[Records from a dataset]
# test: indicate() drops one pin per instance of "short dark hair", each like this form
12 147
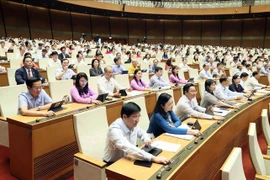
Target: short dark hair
54 53
65 60
130 108
93 61
223 78
26 57
187 87
255 73
116 59
219 64
244 74
207 84
158 69
235 77
162 100
80 89
30 81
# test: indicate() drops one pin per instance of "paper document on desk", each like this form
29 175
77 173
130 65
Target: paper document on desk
262 91
220 112
171 147
135 93
180 136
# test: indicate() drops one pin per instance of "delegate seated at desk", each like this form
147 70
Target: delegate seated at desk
35 99
222 91
27 71
187 105
107 83
81 92
64 73
164 120
253 83
209 99
122 137
157 78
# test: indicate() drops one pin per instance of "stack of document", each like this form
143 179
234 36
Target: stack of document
220 112
135 93
180 136
171 147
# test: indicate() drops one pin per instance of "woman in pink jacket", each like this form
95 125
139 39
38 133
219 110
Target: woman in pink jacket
81 92
137 83
174 77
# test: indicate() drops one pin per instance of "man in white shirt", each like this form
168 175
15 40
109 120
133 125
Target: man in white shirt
265 69
79 61
42 55
187 105
244 76
253 83
184 66
122 137
222 91
205 73
107 83
64 73
218 72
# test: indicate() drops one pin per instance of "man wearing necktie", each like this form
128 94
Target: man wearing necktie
27 71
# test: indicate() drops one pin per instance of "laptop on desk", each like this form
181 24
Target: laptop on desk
57 106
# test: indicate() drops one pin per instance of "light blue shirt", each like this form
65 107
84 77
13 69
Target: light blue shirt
27 100
68 74
264 70
118 69
158 80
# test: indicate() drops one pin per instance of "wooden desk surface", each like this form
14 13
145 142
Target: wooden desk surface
125 166
71 108
207 158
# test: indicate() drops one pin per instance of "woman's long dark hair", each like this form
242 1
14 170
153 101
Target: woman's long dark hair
134 77
77 83
207 85
93 61
162 100
175 74
234 78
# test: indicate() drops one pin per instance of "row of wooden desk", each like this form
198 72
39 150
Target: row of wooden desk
204 159
43 148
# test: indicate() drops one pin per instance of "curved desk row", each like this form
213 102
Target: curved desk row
43 148
201 160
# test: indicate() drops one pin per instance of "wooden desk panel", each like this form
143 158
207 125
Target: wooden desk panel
3 79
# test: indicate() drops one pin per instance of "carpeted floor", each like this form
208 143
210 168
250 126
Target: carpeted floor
249 170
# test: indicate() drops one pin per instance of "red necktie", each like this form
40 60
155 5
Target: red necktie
29 73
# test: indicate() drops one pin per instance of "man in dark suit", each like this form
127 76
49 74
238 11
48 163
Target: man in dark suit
27 71
63 54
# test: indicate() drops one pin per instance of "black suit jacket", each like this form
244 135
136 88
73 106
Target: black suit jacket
21 75
61 57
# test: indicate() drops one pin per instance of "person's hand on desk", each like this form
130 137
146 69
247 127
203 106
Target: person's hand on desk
117 94
194 132
215 117
147 142
97 102
161 160
49 113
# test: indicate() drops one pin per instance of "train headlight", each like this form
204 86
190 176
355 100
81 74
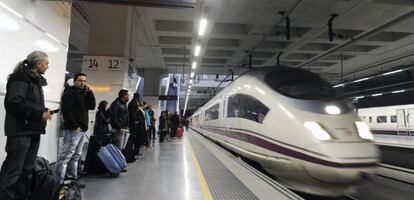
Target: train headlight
317 131
363 131
332 110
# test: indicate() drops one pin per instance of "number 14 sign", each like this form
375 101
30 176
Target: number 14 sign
108 63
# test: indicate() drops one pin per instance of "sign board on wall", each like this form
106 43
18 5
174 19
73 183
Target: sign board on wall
103 63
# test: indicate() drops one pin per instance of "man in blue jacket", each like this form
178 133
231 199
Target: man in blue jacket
26 117
77 100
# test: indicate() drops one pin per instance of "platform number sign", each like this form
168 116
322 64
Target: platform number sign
103 63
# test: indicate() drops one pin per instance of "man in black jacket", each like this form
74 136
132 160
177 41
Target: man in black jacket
25 121
77 100
119 119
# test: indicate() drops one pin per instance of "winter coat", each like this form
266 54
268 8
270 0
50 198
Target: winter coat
101 122
76 104
118 113
24 104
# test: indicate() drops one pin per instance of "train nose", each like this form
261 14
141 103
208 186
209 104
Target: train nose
344 162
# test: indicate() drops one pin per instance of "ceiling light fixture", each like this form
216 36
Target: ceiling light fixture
393 72
197 50
202 27
47 46
11 10
8 23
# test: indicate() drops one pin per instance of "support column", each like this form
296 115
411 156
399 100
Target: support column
107 62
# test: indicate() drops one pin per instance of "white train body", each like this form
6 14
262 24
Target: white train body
394 120
255 120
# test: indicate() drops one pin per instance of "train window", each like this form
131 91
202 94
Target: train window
381 119
211 113
300 84
393 118
247 107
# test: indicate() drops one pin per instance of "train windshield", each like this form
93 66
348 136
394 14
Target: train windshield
300 84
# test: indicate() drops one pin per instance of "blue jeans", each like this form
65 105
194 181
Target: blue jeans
67 164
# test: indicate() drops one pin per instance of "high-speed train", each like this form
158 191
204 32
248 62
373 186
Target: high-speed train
293 123
392 120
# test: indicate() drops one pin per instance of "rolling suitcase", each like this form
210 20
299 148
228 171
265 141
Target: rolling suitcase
179 132
112 158
93 164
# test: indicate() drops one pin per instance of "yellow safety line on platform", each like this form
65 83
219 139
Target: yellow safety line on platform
203 184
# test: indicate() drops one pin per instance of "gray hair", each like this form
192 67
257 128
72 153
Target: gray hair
32 60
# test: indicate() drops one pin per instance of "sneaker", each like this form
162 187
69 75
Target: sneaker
68 180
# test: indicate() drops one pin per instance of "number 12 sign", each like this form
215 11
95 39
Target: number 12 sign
103 63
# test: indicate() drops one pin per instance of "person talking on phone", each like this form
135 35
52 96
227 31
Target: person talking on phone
26 117
77 100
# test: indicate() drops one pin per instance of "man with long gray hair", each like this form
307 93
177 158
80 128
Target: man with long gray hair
26 117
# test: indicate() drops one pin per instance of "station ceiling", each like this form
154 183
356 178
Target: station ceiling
369 36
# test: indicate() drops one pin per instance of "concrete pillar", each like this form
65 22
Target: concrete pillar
109 37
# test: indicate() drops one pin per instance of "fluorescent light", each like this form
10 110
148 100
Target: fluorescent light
202 27
333 110
260 90
375 95
393 72
197 50
47 46
8 23
363 130
11 10
359 80
340 85
398 91
317 131
51 36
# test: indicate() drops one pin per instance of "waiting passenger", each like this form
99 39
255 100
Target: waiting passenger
101 120
119 118
77 100
136 123
153 120
147 116
175 123
26 117
163 126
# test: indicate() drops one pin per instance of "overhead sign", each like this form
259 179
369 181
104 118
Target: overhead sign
167 97
107 63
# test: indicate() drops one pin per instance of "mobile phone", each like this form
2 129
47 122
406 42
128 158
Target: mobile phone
54 111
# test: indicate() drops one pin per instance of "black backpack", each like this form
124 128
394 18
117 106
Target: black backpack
69 191
44 185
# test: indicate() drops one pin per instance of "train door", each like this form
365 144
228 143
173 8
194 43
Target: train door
401 122
410 120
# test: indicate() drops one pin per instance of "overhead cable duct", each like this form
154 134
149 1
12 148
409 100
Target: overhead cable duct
330 29
358 38
287 20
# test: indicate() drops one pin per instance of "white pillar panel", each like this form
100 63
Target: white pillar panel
49 23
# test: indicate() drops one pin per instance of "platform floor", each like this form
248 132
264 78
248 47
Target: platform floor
191 168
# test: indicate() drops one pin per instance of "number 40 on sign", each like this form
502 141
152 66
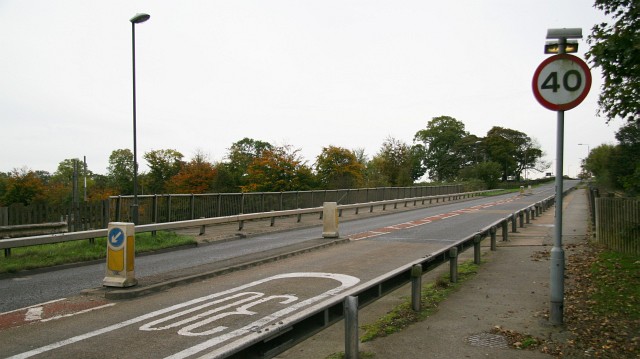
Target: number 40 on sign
561 82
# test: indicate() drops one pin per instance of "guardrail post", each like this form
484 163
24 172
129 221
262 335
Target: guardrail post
351 340
202 228
416 287
505 230
493 231
476 248
521 218
453 265
330 221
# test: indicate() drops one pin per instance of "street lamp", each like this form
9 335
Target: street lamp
588 152
557 260
137 19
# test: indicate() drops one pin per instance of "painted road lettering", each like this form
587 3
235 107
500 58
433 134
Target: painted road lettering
191 316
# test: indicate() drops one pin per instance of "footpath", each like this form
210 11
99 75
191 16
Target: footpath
510 293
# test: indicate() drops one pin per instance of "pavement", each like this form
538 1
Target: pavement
510 292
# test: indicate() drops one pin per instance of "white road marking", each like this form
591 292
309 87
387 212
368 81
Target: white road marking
346 281
33 313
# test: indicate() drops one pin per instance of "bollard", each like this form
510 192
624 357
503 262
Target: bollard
453 265
330 222
416 287
505 230
351 327
521 218
476 248
493 231
202 229
120 255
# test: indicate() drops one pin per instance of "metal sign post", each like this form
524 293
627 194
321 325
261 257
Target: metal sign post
560 83
120 255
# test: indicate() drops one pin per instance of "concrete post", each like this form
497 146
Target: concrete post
330 220
476 248
505 230
493 231
453 265
416 287
351 340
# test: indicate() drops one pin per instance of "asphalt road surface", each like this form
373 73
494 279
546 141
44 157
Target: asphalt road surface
202 319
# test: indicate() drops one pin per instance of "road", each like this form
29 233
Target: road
204 317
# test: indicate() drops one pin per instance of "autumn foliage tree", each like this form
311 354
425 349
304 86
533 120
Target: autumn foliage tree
278 169
338 167
195 176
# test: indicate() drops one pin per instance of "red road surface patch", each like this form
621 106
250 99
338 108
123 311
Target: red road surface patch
51 311
419 222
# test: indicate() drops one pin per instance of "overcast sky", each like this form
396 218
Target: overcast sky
303 73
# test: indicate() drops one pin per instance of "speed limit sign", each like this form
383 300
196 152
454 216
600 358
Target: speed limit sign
561 82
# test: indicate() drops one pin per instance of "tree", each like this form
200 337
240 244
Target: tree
61 186
338 167
441 140
598 162
196 176
487 172
163 164
23 186
241 155
513 150
120 171
395 162
278 169
614 48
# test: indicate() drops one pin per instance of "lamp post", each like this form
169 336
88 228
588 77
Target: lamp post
588 151
137 19
557 252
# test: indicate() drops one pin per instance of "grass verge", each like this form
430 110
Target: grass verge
47 255
403 315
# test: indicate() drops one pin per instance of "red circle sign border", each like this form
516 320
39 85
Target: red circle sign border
564 106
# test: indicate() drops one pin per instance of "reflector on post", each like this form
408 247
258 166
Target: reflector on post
120 255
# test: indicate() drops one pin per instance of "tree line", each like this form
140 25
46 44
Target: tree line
444 151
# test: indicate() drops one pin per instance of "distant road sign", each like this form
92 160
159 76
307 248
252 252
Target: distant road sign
561 82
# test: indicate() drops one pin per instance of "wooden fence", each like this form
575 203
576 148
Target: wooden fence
180 207
617 222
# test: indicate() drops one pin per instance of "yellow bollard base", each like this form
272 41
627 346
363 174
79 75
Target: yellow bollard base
119 282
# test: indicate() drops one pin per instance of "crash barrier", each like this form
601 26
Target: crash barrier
27 230
288 332
159 208
7 244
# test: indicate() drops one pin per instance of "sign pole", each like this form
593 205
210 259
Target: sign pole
556 313
557 252
560 83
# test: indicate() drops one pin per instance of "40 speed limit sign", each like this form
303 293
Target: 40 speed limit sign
561 82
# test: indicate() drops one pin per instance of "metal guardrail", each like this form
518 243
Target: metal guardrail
290 331
7 244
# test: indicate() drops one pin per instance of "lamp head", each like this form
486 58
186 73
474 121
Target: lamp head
140 18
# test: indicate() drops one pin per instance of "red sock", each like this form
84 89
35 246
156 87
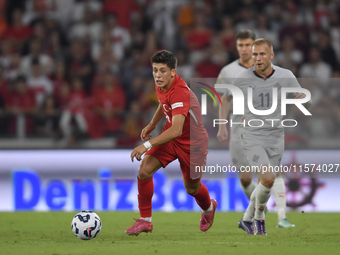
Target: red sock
145 193
202 197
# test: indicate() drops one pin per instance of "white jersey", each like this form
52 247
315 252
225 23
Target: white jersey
271 132
226 76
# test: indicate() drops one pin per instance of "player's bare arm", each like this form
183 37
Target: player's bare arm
222 134
173 132
146 132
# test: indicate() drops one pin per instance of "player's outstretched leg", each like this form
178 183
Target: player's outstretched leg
279 193
262 196
201 194
259 227
246 222
146 170
139 226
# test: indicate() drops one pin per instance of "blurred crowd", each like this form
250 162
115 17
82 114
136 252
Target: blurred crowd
80 69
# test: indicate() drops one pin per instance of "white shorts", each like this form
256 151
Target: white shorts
258 154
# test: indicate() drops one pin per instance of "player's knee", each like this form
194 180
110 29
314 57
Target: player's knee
268 182
191 190
144 173
245 182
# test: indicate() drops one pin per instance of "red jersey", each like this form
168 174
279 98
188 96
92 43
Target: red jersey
179 99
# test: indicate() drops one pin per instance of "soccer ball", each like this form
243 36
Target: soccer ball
86 225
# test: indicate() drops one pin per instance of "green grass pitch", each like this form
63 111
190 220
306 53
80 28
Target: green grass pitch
174 233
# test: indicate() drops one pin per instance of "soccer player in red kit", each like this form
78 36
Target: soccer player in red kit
183 137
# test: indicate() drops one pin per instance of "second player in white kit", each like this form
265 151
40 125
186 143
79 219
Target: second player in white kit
244 41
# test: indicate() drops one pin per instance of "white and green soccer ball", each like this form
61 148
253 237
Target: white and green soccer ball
86 225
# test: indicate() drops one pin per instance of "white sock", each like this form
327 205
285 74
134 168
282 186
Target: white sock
261 198
279 193
249 189
149 219
249 214
209 209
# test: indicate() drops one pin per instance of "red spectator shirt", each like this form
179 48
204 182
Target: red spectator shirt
123 9
23 101
179 99
114 99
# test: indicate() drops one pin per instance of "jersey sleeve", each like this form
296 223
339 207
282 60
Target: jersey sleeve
180 101
223 79
292 82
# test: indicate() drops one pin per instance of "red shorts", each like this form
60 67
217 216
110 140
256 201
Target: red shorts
189 157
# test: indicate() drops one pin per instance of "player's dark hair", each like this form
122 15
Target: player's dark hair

[PROBLEM TO WORK ON] Begin with the line that contains "Target: red spectator shirt" and set down each line exactly until the records above end, including the final line.

[TASK RESULT]
Target: red spectator shirt
123 9
23 101
179 99
114 99
# test: indicate() drops one pin per instance of "jersey sleeve", each like this form
296 223
339 207
282 60
Target: jersey sleeve
180 101
223 79
292 82
# test: indicate() drops one pin per instance of "red shorts", each like this form
60 67
217 216
110 140
256 201
Target: red shorts
189 157
# test: indicate() drops one pin per instance of "player's dark hair", each like this form
122 15
Target: player's dark hair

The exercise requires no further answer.